(Records from a dataset)
»»

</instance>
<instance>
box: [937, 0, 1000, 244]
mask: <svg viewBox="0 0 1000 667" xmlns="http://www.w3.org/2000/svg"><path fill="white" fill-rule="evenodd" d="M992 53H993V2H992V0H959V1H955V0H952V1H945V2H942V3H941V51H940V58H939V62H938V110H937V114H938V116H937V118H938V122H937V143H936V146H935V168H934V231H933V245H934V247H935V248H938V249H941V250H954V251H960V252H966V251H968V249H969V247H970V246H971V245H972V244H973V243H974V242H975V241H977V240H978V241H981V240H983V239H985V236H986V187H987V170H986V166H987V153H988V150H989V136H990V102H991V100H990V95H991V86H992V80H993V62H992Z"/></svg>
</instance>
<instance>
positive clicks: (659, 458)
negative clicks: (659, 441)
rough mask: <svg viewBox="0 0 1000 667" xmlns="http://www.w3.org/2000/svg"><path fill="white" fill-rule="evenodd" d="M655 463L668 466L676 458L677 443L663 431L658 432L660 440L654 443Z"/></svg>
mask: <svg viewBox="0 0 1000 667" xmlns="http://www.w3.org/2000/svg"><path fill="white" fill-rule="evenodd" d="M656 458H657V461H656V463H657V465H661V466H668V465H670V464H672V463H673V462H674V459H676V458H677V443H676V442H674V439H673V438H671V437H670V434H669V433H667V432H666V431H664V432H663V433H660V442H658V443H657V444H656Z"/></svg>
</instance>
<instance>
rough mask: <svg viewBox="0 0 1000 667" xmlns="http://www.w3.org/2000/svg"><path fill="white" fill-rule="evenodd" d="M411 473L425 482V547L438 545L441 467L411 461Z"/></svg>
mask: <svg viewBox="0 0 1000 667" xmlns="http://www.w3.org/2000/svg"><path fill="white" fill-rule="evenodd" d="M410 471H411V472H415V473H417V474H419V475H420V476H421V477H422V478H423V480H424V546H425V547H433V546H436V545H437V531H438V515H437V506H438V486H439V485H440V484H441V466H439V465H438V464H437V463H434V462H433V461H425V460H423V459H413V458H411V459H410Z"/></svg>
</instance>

««
»»

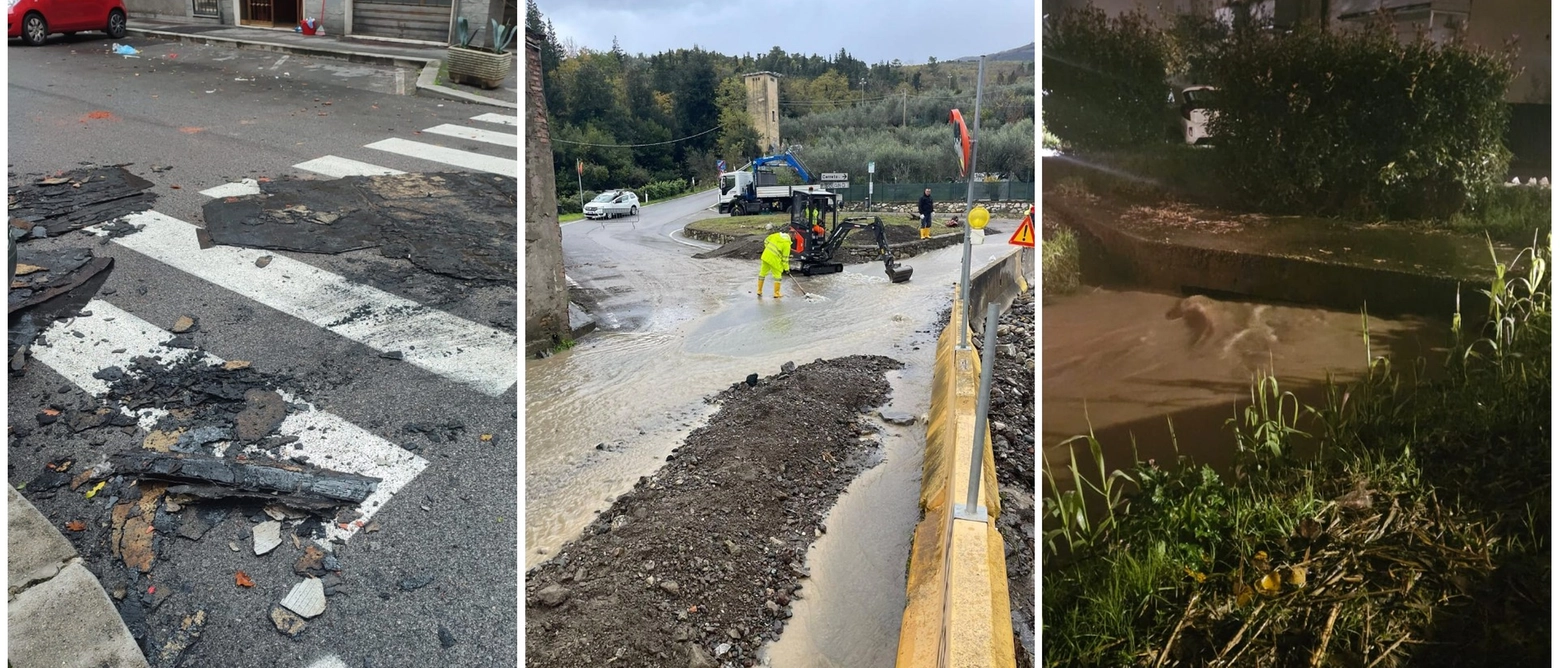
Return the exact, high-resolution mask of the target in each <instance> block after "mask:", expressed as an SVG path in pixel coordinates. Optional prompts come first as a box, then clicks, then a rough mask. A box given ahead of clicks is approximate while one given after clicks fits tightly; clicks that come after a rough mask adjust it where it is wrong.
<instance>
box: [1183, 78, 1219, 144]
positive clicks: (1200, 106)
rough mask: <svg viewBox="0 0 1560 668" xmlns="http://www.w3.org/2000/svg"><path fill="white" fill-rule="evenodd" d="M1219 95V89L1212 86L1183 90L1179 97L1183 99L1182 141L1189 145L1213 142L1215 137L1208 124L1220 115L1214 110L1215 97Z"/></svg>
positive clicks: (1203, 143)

««

**ABOUT THIS EXERCISE**:
Find each line in the records above that contains the word "positive" and copy every such line.

**ANSWER TO THE PROBLEM**:
positive clicks: (659, 458)
positive clicks: (1200, 106)
positive clicks: (1203, 143)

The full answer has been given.